Document section>
>>
States Should Control Marijuana Enforcement
(Bloomberg Opinion) -- When Colorado voted to legalize marijuana in 2012, Republican Cory Gardner was on the losing side. As a member of the U.S. House of Representatives, Gardner rebuked Eric Holder, the attorney general under President Barack Obama, for making the enforcement of federal marijuana laws in legalizing states a low priority. Now that he is a senator, however, Gardner has become convinced that states should be able to set their own marijuana policies.
He has shown some of the zeal of the convert. After Attorney General Jeff Sessions ended Holder’s policy, Gardner said he would block appointments to the Justice Department until it was reinstated. I criticized Gardner at the time, on the ground that a senator who has a problem with federal law should work to change it instead of demanding that the federal government stop enforcing it in certain jurisdictions.
Now he is proposing to change the law. He is part of a group of four Republicans and four Democrats behind a bill that declares that federal laws against “marihuana” do not apply in states where its production, distribution, and use is legal. (The archaic spelling is the one used in the federal statutes.) The lead sponsor is Senator Elizabeth Warren, the Massachusetts Democrat. Half of the cosponsors, including Gardner, represent legalizing states. President Donald Trump has said he will probably support the bill.
<<
(Collected data)
>>
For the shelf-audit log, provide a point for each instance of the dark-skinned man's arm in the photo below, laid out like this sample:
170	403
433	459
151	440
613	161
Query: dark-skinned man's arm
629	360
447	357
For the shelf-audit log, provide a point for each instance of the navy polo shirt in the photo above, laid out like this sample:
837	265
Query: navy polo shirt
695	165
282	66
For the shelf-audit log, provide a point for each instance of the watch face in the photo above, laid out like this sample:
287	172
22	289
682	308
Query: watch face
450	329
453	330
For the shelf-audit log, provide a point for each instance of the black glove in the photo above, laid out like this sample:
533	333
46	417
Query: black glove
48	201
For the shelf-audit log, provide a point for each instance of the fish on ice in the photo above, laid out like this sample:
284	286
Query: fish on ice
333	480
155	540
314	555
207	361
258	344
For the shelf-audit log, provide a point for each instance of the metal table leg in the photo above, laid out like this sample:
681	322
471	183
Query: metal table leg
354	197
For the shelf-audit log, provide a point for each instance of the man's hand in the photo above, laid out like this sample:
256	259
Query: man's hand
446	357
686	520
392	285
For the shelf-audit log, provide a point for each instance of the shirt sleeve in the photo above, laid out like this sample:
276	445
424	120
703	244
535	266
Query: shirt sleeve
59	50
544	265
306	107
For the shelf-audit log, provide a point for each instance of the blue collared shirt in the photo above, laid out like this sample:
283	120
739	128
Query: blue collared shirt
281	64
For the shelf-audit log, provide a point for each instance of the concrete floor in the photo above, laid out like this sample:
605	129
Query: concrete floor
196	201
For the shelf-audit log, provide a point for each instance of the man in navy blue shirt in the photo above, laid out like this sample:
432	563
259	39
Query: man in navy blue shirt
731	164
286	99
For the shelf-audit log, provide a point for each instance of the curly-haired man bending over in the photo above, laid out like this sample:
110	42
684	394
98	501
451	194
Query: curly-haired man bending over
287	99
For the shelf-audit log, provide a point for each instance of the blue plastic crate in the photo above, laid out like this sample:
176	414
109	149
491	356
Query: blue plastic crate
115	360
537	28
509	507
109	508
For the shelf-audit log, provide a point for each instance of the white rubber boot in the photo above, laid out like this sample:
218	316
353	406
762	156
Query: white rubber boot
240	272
<<
Answer these questions from the opinion piece on marijuana enforcement:
(a) In what year did Colorado vote to legalize marijuana?
(b) Who is the lead sponsor of the bill?
(c) How many Republicans are in the group behind the bill?
This data has no connection to the opinion piece on marijuana enforcement.

(a) 2012
(b) Senator Elizabeth Warren, the Massachusetts Democrat
(c) Four